## BEGIN PASSAGE TO READ
If you are looking for a project and like the looks of this cute little war machine, then read on to find out how to build one for yourself!

Please note, this build requires an APK app that is only compatible with Android phones. 

Like any project of this nature, you are going to need a few bits and bobs. For this build, you will need:

With all the materials needed in hand, it is time to get on with the build. 

The first step is to 3D print all the parts you need. Either use your own 3D printer or find a supportive friend to help you out. The .stl files can be found above and here. 

You may want to vary the color of parts to make your tank really stand out, but that is completely up to you.

Once the printing is complete, and you have cleaned up the parts, the next step is to begin assembly of the mini-tank. Grab two of the motors and place them into their respective slots on the base 3D model part.

Secure them into place using superglue or a hot glue gun. 

Next, grab the 3D printing parts that will form the main driving sprockets for the tank's tracks -- there will be four in total (two for each track). These sprockets come in two main forms.

The first pair should have a hole in the smaller plate to enable them to be affixed to the motors. The other pair will have no holes. 

Assemble them as shown in the video and the image below. The main gear piece would freely rotate around the endplates, this is critical. 

Affix two of the sprockets to each of the motors you previously affixed to the main tank body. Ensure they freely rotate as these will be the main drive wheels for your little baby tank.

With these two wheels in place, grab two of the rubber timing belts and slip onto the main drive wheels. Now grab the other pair of sprockets with no holes in the base. 

Wrap the timing belt tracks around these, and stretch the timing belt so that these sprockets can be superglued on the other end of the tank's main body.

Allow the glue to cure, and then test the tracks by gently rotating it around in one direction. There should be a little resistance from the motor, but they should freely move. 

With the main mechanical parts assembled, it is time to turn our attention to the electrical gubbins'.

Grab the motor driver and some different colored wires. Solder one end of the wires to the driver board, as shown in the video and the image below. 

Now grab the WiFi module. Match up and solder the wires from the driver board as shown in the video and image below -- take your time here and make sure the wires are correctly paired.

Now wire up a battery connector to the driver board ready to receive some juice a little later on. Next, grab the FPV camera and solder it to the WiFi board as shown in the video.

Again, make sure you wire the connector and FPV camera to correct places on the boards. 

Now, grab your partially completed tank and solder the motor wires to the motor driver board as shown. 

And with that, the main micro-circuitry is complete. Now we need to turn our attention to the tank's software.
## END PASSAGE TO READ
EXERCISE REQUIREMENTS
Summarize the mini-tank build guide in two sentences.
## BEGIN EXCERPTED RECORDS
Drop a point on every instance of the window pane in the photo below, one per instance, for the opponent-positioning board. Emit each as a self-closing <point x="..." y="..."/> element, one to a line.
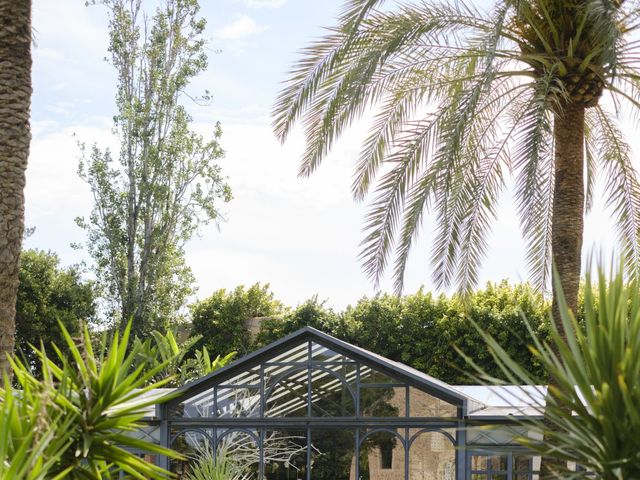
<point x="330" y="396"/>
<point x="432" y="455"/>
<point x="368" y="375"/>
<point x="299" y="353"/>
<point x="333" y="454"/>
<point x="479" y="462"/>
<point x="498" y="463"/>
<point x="285" y="454"/>
<point x="424" y="405"/>
<point x="320" y="353"/>
<point x="242" y="448"/>
<point x="198" y="406"/>
<point x="238" y="402"/>
<point x="383" y="401"/>
<point x="381" y="457"/>
<point x="250" y="377"/>
<point x="288" y="397"/>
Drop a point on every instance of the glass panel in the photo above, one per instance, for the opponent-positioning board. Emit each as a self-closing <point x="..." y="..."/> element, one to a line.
<point x="381" y="457"/>
<point x="383" y="401"/>
<point x="479" y="462"/>
<point x="330" y="396"/>
<point x="521" y="463"/>
<point x="250" y="377"/>
<point x="424" y="405"/>
<point x="299" y="353"/>
<point x="501" y="435"/>
<point x="498" y="463"/>
<point x="288" y="397"/>
<point x="188" y="443"/>
<point x="333" y="454"/>
<point x="432" y="456"/>
<point x="198" y="406"/>
<point x="320" y="353"/>
<point x="368" y="375"/>
<point x="285" y="454"/>
<point x="242" y="447"/>
<point x="238" y="402"/>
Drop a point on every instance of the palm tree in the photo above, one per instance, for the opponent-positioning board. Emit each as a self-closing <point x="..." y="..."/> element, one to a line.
<point x="463" y="103"/>
<point x="15" y="102"/>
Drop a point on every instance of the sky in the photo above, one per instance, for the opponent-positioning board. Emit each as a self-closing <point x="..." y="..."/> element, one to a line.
<point x="301" y="236"/>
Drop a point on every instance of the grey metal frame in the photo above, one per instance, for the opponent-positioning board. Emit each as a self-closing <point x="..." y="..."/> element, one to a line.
<point x="361" y="425"/>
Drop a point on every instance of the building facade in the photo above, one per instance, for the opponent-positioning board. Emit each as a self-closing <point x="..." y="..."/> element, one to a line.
<point x="312" y="407"/>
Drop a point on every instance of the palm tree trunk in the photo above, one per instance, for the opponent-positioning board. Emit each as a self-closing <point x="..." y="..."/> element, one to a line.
<point x="567" y="223"/>
<point x="568" y="203"/>
<point x="15" y="103"/>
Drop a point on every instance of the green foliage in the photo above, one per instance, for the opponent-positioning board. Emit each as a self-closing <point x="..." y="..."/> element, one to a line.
<point x="592" y="413"/>
<point x="163" y="354"/>
<point x="153" y="195"/>
<point x="311" y="313"/>
<point x="463" y="98"/>
<point x="49" y="294"/>
<point x="422" y="330"/>
<point x="221" y="320"/>
<point x="78" y="421"/>
<point x="30" y="436"/>
<point x="214" y="466"/>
## END EXCERPTED RECORDS
SOLUTION FOR THIS TASK
The build begins with 3D printing the parts, gluing two motors into the base, and fitting sprockets and rubber timing belts to form the tracks. The electronics come next: wires from the motor driver board are soldered to a WiFi module, a battery connector and the motor wires are attached to the driver board, and an FPV camera is soldered to the WiFi board, which leaves the tank's software as the remaining step.